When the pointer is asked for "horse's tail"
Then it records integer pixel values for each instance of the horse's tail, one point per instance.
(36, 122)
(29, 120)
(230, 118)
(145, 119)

....

#### Requirements:
Format these records as a numbered list, one line per item, and leave out any blank lines.

#### Result:
1. When the pointer is asked for "horse's tail"
2. Then it records integer pixel values for each instance of the horse's tail, one point per instance.
3. (36, 122)
4. (29, 120)
5. (230, 118)
6. (145, 119)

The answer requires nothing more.